== PROVIDED MATERIAL

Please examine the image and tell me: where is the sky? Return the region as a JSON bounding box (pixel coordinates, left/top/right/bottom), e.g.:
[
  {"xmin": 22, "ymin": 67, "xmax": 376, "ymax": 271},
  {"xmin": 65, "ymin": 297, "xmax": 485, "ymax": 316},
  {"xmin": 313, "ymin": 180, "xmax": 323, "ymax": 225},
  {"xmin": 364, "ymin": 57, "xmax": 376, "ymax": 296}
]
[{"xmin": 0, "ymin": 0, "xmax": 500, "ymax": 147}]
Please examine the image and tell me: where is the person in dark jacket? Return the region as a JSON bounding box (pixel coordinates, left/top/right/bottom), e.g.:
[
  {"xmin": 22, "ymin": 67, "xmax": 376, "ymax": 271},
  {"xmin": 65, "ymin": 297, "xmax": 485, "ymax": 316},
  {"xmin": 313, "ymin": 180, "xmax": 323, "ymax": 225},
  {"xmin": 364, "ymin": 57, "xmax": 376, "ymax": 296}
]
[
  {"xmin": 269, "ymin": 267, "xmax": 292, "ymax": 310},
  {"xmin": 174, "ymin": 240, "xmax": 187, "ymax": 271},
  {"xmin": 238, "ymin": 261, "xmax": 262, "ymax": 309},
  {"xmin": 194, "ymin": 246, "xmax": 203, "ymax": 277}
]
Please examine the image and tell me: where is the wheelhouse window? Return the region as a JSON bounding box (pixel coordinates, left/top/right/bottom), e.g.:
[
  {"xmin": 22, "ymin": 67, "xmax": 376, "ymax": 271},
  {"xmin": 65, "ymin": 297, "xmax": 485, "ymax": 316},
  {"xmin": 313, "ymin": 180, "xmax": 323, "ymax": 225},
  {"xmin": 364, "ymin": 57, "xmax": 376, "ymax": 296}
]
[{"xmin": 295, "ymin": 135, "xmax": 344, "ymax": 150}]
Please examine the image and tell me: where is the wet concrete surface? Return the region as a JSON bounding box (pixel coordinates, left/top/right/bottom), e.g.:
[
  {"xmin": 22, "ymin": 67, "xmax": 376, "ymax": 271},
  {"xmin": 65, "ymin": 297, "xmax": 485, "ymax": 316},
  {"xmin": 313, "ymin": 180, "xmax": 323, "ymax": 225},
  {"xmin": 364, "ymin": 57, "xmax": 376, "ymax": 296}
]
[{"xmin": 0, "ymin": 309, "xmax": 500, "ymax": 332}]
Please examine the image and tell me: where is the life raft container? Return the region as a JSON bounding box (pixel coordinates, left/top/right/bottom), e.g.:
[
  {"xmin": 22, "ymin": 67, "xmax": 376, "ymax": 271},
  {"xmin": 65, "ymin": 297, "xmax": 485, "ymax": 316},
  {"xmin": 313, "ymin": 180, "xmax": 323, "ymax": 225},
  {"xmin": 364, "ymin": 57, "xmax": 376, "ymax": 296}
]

====

- [WORK TO DO]: Copy out every line of the material above, word for word and with nothing changed.

- [PROBLEM SOLUTION]:
Please examine the image and tell me: where is the sky? Return the region as a JSON bounding box (pixel coordinates, left/top/right/bottom), e.g.:
[
  {"xmin": 22, "ymin": 67, "xmax": 376, "ymax": 271},
  {"xmin": 65, "ymin": 297, "xmax": 485, "ymax": 316},
  {"xmin": 313, "ymin": 180, "xmax": 323, "ymax": 225},
  {"xmin": 364, "ymin": 57, "xmax": 376, "ymax": 296}
]
[{"xmin": 0, "ymin": 0, "xmax": 500, "ymax": 147}]
Please examine the image and tell me: where is the person in dark jacket? Return the region as a JSON bounding box (pixel coordinates, left/top/right/bottom), e.g.:
[
  {"xmin": 22, "ymin": 67, "xmax": 376, "ymax": 271},
  {"xmin": 65, "ymin": 297, "xmax": 485, "ymax": 316},
  {"xmin": 313, "ymin": 180, "xmax": 323, "ymax": 225},
  {"xmin": 364, "ymin": 57, "xmax": 376, "ymax": 296}
]
[
  {"xmin": 269, "ymin": 267, "xmax": 292, "ymax": 310},
  {"xmin": 174, "ymin": 240, "xmax": 187, "ymax": 271},
  {"xmin": 238, "ymin": 261, "xmax": 262, "ymax": 309},
  {"xmin": 194, "ymin": 246, "xmax": 203, "ymax": 277}
]
Please examine the image and tell me: where is the wheelhouse window? Return the region as a JSON bounding box (pixel coordinates, left/top/right/bottom), e.g.:
[
  {"xmin": 22, "ymin": 67, "xmax": 376, "ymax": 271},
  {"xmin": 65, "ymin": 297, "xmax": 485, "ymax": 316},
  {"xmin": 313, "ymin": 180, "xmax": 323, "ymax": 225},
  {"xmin": 364, "ymin": 57, "xmax": 376, "ymax": 296}
]
[{"xmin": 295, "ymin": 135, "xmax": 344, "ymax": 150}]
Please examine the image and tell me: where is the wet concrete surface? Return the region as a JSON bounding box (pixel coordinates, left/top/right/bottom), e.g.:
[
  {"xmin": 22, "ymin": 67, "xmax": 376, "ymax": 271},
  {"xmin": 65, "ymin": 297, "xmax": 485, "ymax": 316},
  {"xmin": 313, "ymin": 180, "xmax": 323, "ymax": 225},
  {"xmin": 364, "ymin": 57, "xmax": 376, "ymax": 296}
]
[{"xmin": 0, "ymin": 309, "xmax": 500, "ymax": 332}]
Please examine the image and tell me: where is the life raft container? Return the region as a JSON bounding box (pixel coordinates, left/top/right/bottom), e.g.:
[
  {"xmin": 22, "ymin": 67, "xmax": 376, "ymax": 271},
  {"xmin": 65, "ymin": 297, "xmax": 485, "ymax": 316},
  {"xmin": 313, "ymin": 180, "xmax": 323, "ymax": 225},
  {"xmin": 364, "ymin": 57, "xmax": 376, "ymax": 296}
]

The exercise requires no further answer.